That’s what I want from a governor, someone who defines quality of life as something greater than tax revenues. I don’t feel like Gov. Herbert has done a good job in that regard, but Mayor Corroon has already proven himself by fighting the soccer stadium handout to millionaire crybaby Dave Checketts (who somehow found the money to later buy the Rams), opposing taxes when they weren’t necessary, supporting them when they are, and generally being a good manager, just what we need in the executive branch. I hope you’ll join me in supporting Mayor Corroon’s bid for higher office.
Utah finds itself in yet another deep budget hole, this time to the tune of nearly $1B. This, of course, sets of the debate of if the Legislature should cut spending, raise taxes, or a bit of both. Sen. Steve Urquhart, who I have tremendous respect for, has called for his colleagues to oppose any new tax increases, focusing instead on finding places to make cuts. His rationale is that the rate of growth in state government expenditures has outpaced population plus inflation. While this sounds like a sound argument, it doesn’t mesh with some stark realities.

[Object pointing dataset records]

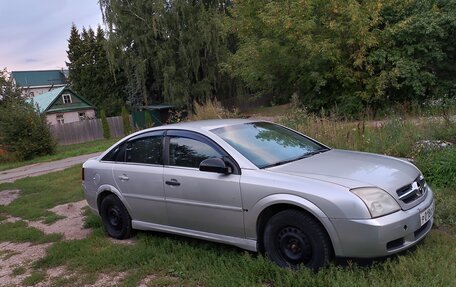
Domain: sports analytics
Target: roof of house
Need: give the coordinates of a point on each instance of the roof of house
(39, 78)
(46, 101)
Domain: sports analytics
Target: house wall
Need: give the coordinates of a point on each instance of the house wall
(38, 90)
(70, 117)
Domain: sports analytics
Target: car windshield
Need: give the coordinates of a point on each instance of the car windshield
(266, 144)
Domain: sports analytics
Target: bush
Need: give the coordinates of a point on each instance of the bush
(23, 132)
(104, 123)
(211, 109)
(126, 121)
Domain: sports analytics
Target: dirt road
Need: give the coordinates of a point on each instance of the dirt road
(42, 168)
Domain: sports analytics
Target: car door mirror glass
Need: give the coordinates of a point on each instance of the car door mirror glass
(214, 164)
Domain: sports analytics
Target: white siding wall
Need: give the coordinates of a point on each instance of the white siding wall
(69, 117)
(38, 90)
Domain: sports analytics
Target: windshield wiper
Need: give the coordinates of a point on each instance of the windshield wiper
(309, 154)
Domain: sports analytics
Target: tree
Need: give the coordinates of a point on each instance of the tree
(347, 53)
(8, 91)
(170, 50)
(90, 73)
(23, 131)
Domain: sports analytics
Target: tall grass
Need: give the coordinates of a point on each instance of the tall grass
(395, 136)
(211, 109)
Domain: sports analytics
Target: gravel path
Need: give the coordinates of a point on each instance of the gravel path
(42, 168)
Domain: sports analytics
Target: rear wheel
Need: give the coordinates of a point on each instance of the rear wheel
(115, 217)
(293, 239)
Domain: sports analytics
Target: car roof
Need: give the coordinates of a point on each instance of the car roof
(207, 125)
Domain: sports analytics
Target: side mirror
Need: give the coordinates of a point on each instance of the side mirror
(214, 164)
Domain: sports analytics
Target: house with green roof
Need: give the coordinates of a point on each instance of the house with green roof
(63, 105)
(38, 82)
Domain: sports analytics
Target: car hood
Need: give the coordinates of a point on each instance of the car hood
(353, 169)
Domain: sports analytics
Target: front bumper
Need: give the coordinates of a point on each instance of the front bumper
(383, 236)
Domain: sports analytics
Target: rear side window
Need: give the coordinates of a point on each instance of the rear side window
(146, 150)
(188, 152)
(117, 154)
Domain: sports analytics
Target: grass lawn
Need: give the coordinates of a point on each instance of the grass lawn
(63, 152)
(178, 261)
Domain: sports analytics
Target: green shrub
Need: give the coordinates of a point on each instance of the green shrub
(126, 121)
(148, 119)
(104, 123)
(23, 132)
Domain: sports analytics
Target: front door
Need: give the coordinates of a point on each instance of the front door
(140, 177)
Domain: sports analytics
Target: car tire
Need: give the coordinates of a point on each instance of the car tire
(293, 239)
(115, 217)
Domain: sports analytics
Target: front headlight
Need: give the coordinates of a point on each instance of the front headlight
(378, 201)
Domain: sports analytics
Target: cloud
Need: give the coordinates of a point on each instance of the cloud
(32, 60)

==

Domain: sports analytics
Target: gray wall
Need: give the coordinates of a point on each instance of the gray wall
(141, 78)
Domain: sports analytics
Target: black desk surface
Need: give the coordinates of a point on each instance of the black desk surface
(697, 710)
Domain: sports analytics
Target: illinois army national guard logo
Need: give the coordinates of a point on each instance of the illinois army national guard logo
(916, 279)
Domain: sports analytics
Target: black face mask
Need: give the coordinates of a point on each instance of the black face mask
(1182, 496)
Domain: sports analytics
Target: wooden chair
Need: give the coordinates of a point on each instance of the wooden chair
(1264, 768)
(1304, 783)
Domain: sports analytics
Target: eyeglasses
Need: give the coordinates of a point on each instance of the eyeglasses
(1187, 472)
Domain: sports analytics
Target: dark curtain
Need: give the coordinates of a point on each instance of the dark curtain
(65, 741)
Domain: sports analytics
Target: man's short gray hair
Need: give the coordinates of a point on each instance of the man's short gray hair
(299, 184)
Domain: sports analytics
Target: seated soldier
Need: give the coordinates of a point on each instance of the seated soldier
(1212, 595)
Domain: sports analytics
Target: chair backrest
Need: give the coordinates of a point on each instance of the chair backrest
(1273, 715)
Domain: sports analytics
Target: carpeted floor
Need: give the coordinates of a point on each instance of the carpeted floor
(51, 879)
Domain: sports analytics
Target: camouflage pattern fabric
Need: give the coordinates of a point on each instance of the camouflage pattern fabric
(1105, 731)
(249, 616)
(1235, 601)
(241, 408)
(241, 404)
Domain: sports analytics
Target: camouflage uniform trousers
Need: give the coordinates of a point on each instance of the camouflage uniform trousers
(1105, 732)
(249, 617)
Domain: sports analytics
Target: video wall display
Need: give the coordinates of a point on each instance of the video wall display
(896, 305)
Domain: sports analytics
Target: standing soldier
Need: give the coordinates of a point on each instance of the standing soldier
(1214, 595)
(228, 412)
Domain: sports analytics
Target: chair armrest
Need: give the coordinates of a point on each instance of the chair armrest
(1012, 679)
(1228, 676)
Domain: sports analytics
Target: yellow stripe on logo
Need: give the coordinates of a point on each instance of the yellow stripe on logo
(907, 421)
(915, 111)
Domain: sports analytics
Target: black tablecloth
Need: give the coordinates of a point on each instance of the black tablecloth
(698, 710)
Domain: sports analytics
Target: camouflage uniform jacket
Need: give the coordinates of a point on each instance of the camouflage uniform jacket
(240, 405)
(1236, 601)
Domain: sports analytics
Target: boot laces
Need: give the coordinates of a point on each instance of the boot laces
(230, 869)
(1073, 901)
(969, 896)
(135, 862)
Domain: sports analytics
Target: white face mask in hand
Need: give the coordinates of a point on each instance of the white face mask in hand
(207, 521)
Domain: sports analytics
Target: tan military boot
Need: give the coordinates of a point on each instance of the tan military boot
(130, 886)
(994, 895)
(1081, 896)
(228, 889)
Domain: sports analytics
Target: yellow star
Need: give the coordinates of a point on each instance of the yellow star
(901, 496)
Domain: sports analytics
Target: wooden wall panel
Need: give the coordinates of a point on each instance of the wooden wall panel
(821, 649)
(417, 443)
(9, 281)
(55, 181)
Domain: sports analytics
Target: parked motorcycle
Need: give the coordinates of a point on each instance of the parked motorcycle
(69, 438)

OBJECTIVE: Pick up the Utah budget and politics commentary above right after its final sentence and keep writing it.

TASK RESULT:
The demand for state services is not a function of just population and nowhere is this more obvious than in our transportation budgets. As we continue to live in the burbs and commute to work, vehicle miles driven has actually grown as much as twice as fast as population. The cost of construction materials has also risen dramatically higher than inflation as China and India consume more of the world’s steel and concrete supply. Education has also taken a hit as more ESL students enter our school systems, students that have a significantly higher cost to educate. (Large immigrant populations account for a significant part of New York’s high education spending and drag their results down.) A rigid formula leaves little room to address these kinds of variances.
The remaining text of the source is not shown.